#### Énoncé:
Reproduisez à l'identique le passage du texte sur le Râmâyana qui s'ouvre sur les mots contenant « RAMAYANA, poema indiano » et se termine par « et 1844, gr. ».

RAMAYANA, poema indiano di Valmici, testo sanscrito secondo i codici manoscritti della scuola Gaudana, per Gaspare Gorresio, socio della reale Academia delle scienze di Torino. Vol. I et II. Parigi, della Stamperia reale, 1843 et 1844, gr.

in-8°.

Les deux volumes à l'examen desquels est consacré cet article renferment le texte sanscrit des deux premiers chants d'un poëme qu'un des plus grands écrivains de l'Allemagne a déjà rendu presque populaire chez nos voisins: c'est le commencement du Râmâyana, dont Marshmann et Carey ont publié, dans les premières années de ce siècle, trois volumes avec une traduction anglaise, et dont M. de Schlegel a donné deux chants accompagnés d'une version latine empreinte de ce goût exquis, et de ce sentiment parfait de l'antiquité, qui ont placé si haut son auteur parmi les critiques de notre temps. Pour apprécier convenablement ces deux ouvrages, il y aurait, sans doute, à dire autant de mal du premier que de bien du second; mais il nous en coûterait de revenir sur les essais des deux missionnaires qui ont, les premiers, rendu à la littérature indienne le service d'appeler l'attention des savants sur une des plus belles productions du génie brahmanique; et quant à l'œuvre de M. de Schlegel, tous ceux qui l'ont étudiée savent que sa valeur propre n'a pas besoin, pour paraître dans tout son jour, de l'avantage qu'il serait si facile de lui donner sur celle des éditeurs de Serampore. La récente publication de M. Gorresio m'impose une tâche que j'accepte avec plus de plaisir, parce qu'elle me fournit l'occasion de faire connaître le travail d'un jeune savant qui s'est, par son début,

placé au rang des maîtres, et qu'on peut louer après M. de Schlegel, avec l'assurance qu'on n'exalte pas plus l'un qu'on ne déprécie l'autre.

#### Données affichées:
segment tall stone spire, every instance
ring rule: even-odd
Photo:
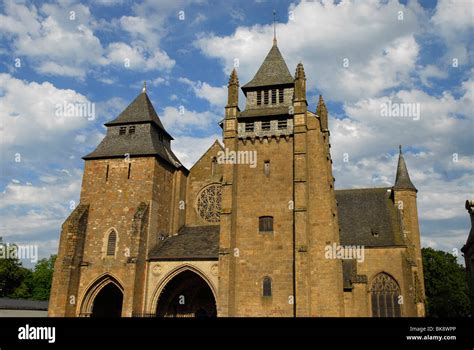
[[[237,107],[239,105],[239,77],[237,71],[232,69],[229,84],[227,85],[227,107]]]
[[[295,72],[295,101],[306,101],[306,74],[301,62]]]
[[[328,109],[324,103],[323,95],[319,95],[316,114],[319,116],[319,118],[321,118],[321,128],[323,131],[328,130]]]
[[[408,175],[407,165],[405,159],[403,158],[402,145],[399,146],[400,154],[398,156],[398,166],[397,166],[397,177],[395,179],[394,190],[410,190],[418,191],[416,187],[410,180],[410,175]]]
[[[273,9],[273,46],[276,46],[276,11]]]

#### Solution ci-dessous:
RAMAYANA, poema indiano di Valmici, testo sanscrito secondo i codici manoscritti della scuola Gaudana, per Gaspare Gorresio, socio della reale Academia delle scienze di Torino. Vol. I et II. Parigi, della Stamperia reale, 1843 et 1844, gr.